─── Information provided ───

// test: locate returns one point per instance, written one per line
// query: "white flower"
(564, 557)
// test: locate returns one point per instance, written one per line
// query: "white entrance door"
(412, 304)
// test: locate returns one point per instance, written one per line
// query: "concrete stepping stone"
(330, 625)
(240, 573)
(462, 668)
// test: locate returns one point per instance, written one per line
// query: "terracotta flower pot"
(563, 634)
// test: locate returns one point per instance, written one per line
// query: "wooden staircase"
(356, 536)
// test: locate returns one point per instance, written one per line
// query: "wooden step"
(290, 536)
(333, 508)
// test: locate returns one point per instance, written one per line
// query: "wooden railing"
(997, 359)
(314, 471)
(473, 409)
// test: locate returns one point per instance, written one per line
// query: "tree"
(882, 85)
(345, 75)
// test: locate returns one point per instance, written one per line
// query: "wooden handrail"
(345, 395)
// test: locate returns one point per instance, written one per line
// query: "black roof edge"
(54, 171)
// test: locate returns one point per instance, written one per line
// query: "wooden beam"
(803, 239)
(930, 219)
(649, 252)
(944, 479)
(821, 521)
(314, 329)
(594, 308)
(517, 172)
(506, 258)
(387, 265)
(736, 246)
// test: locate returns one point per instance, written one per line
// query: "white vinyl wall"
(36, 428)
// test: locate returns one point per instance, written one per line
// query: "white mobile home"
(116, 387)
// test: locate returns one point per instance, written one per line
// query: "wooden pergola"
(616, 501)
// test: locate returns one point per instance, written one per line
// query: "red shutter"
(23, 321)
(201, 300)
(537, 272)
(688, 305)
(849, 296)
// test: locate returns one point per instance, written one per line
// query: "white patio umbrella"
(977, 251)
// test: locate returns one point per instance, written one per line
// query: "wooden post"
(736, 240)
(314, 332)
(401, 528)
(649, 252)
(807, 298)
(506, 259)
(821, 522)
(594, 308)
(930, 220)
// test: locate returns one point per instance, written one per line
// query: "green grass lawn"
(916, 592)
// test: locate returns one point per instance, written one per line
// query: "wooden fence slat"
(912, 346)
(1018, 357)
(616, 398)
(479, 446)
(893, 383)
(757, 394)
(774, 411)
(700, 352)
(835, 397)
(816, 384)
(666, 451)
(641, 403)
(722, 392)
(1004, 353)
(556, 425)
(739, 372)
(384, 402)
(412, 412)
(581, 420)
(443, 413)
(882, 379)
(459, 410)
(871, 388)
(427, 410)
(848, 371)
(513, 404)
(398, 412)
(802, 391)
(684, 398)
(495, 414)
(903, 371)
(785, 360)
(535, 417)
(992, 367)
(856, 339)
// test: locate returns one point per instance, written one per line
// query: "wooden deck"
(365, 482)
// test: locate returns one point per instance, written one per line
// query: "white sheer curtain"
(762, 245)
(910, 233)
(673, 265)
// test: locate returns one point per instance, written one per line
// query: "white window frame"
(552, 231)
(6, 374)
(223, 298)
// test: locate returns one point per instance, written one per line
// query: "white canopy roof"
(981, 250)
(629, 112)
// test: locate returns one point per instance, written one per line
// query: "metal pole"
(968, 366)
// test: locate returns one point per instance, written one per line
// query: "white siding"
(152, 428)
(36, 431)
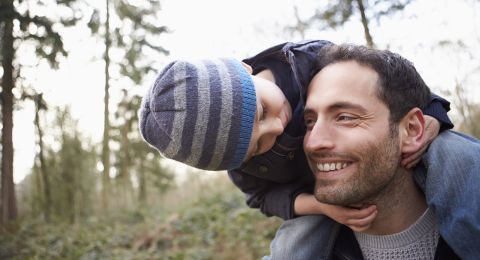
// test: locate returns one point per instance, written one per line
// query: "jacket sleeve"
(271, 198)
(438, 108)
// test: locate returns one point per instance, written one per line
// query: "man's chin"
(334, 196)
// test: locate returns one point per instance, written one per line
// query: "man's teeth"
(325, 167)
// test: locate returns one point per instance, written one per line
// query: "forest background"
(78, 182)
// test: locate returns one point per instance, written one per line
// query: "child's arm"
(358, 219)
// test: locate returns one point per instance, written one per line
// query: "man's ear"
(412, 131)
(247, 67)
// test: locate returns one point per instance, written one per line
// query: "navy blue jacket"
(273, 180)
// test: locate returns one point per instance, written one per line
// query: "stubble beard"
(378, 167)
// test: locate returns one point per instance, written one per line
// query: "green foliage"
(211, 223)
(133, 35)
(71, 169)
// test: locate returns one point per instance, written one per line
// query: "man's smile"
(331, 166)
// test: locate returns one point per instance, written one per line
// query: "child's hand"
(432, 127)
(356, 219)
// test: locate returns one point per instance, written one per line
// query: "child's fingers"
(363, 222)
(361, 213)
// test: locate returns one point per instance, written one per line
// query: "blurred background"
(78, 182)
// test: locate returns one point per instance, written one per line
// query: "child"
(214, 115)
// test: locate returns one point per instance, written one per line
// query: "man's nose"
(319, 138)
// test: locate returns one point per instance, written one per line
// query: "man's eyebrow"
(339, 105)
(347, 105)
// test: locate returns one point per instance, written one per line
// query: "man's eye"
(309, 122)
(346, 118)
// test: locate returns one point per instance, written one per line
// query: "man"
(362, 112)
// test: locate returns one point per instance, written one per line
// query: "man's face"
(349, 145)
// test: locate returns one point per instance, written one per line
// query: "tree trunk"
(8, 201)
(142, 185)
(106, 123)
(43, 171)
(366, 30)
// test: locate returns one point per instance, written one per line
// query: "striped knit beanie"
(201, 113)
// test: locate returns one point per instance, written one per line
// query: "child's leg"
(306, 237)
(453, 190)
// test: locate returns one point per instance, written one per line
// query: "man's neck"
(399, 206)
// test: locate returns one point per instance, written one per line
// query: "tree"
(38, 31)
(135, 159)
(40, 163)
(336, 13)
(132, 32)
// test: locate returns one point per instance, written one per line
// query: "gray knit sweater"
(419, 241)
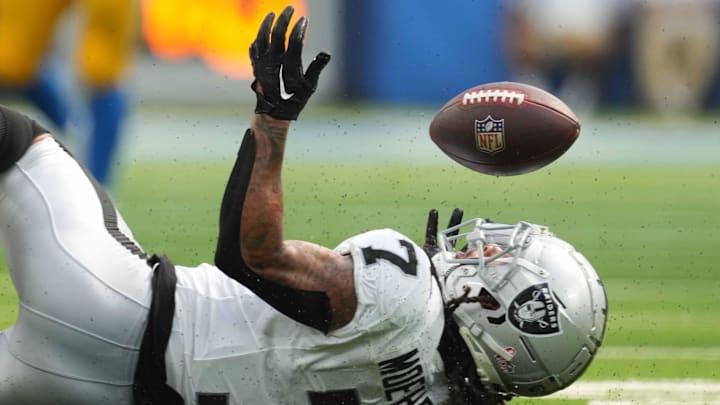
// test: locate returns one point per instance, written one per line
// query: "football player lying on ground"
(274, 321)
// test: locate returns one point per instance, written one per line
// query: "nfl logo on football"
(490, 135)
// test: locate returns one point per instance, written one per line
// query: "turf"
(650, 232)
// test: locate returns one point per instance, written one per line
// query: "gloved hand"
(281, 86)
(431, 248)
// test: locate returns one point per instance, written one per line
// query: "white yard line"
(643, 392)
(659, 353)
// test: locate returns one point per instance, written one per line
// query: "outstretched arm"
(296, 264)
(308, 282)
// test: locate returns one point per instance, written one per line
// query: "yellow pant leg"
(107, 40)
(26, 30)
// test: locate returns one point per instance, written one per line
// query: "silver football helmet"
(532, 314)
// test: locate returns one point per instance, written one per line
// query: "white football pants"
(83, 295)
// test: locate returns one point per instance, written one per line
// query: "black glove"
(283, 97)
(431, 247)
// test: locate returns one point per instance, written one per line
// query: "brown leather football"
(504, 128)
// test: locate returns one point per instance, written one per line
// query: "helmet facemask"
(532, 312)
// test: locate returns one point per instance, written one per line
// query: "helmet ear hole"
(487, 301)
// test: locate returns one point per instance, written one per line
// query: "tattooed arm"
(291, 263)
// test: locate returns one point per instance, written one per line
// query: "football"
(504, 128)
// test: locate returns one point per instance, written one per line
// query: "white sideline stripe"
(643, 392)
(659, 353)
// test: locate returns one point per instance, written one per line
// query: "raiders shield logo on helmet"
(534, 311)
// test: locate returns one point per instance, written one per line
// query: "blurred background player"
(104, 46)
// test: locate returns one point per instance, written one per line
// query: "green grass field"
(652, 234)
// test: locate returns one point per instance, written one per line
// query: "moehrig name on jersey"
(404, 380)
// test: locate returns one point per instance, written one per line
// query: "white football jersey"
(230, 347)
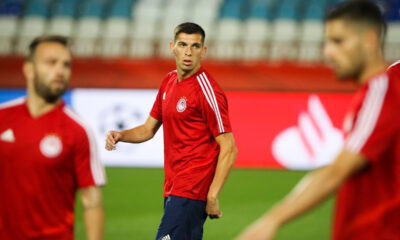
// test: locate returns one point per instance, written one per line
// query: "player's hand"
(262, 229)
(212, 209)
(111, 140)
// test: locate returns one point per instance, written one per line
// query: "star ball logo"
(181, 106)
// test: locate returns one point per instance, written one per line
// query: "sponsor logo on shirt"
(8, 136)
(314, 142)
(181, 106)
(51, 146)
(166, 237)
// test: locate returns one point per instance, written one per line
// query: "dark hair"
(46, 38)
(360, 11)
(189, 28)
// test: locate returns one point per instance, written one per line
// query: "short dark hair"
(360, 11)
(190, 28)
(46, 38)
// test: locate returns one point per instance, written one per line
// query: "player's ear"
(27, 69)
(371, 42)
(203, 53)
(172, 47)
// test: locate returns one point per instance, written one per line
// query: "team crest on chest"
(51, 146)
(181, 106)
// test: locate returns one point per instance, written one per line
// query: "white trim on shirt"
(95, 163)
(368, 114)
(208, 92)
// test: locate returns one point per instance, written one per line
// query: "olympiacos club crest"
(181, 106)
(51, 146)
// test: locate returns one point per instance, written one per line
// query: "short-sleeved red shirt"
(193, 112)
(43, 161)
(368, 204)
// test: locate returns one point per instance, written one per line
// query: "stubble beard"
(45, 91)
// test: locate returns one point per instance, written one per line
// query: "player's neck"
(373, 67)
(37, 106)
(185, 74)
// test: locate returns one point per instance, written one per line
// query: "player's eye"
(337, 41)
(51, 61)
(67, 64)
(196, 45)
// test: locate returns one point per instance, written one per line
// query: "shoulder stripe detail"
(395, 63)
(368, 114)
(210, 96)
(12, 103)
(95, 163)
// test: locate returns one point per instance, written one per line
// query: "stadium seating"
(63, 15)
(116, 28)
(311, 33)
(88, 28)
(146, 16)
(10, 11)
(235, 29)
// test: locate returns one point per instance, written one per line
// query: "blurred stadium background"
(265, 53)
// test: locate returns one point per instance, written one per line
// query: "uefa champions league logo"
(181, 106)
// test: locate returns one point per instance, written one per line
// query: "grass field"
(133, 204)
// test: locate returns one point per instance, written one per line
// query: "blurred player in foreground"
(198, 144)
(367, 171)
(46, 154)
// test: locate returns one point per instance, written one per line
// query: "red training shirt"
(193, 112)
(368, 204)
(43, 161)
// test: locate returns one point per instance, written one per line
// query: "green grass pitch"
(133, 205)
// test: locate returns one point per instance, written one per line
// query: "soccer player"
(198, 144)
(367, 170)
(46, 153)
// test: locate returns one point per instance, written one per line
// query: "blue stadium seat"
(287, 12)
(121, 8)
(259, 11)
(314, 12)
(38, 8)
(393, 13)
(64, 9)
(92, 8)
(232, 11)
(11, 7)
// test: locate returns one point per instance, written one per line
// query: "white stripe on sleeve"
(210, 96)
(96, 166)
(395, 63)
(368, 114)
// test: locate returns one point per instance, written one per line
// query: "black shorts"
(183, 219)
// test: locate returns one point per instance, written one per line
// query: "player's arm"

───

- _What is required_
Pick out every line in the records that contains the word "player", and copy each one.

- _Full solution_
// query: "football player lying on ground"
// query: "blurred background player"
// query: "player's hand"
// query: "player's ear"
// query: "player's neck"
// query: "player's eye"
// query: "blurred player in foreground"
// query: "soccer player"
// query: "player's arm"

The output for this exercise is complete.